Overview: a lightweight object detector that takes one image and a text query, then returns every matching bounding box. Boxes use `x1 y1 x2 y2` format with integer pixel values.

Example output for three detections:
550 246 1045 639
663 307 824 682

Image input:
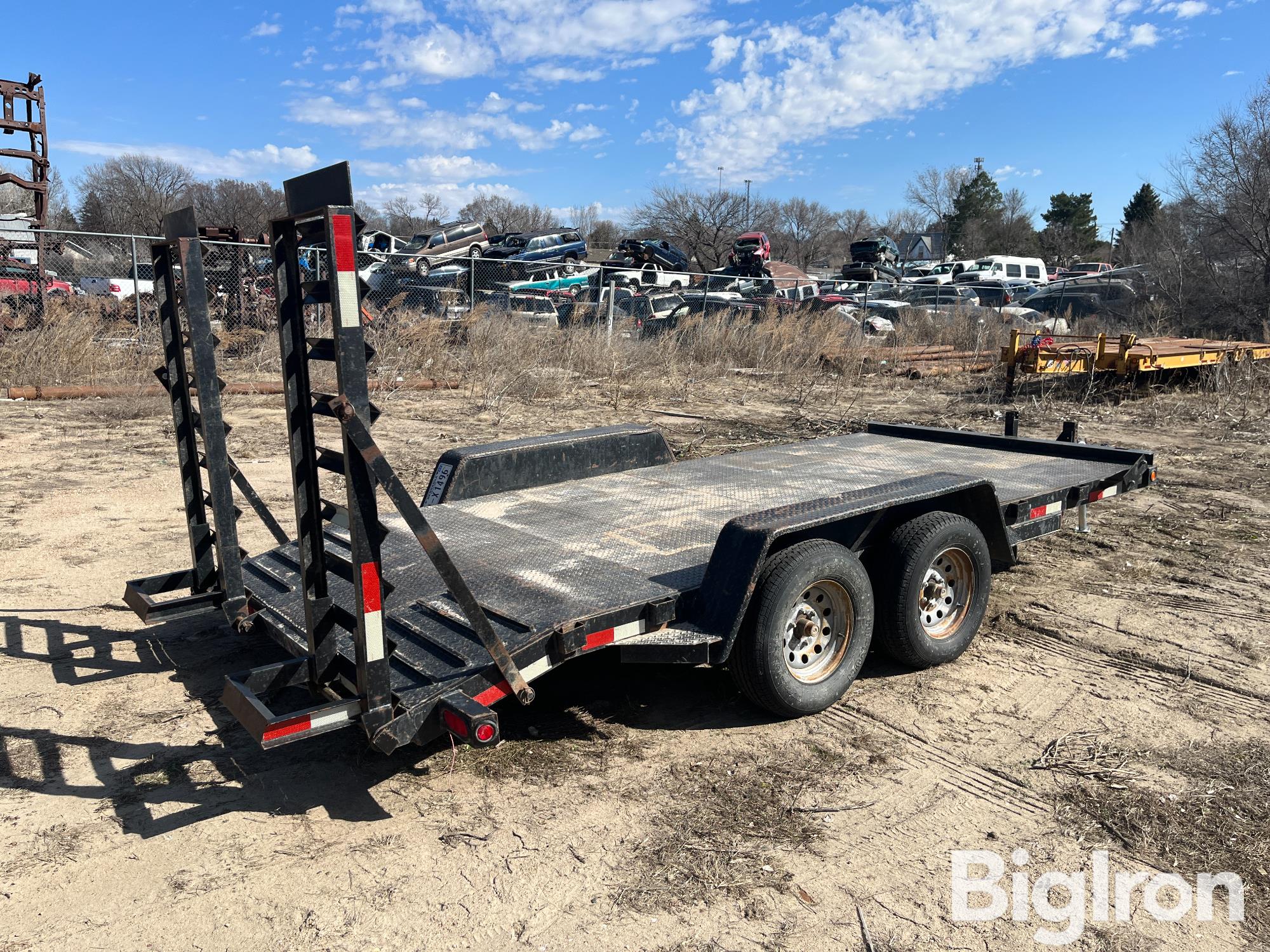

**TASK DIRECTIONS**. Rewrite all the records above with "lightweight" changed to "compact" and everything else unchanged. Omit the pictures from your version.

**ANSWER FOR THIS EXERCISE**.
Overview: a compact object detector that takes one image and a text query, then returns every matching bounding box. Boxes use `x1 y1 x2 y2` format with integer pixel values.

Example output for three detections:
550 246 1045 639
663 307 824 682

Image input:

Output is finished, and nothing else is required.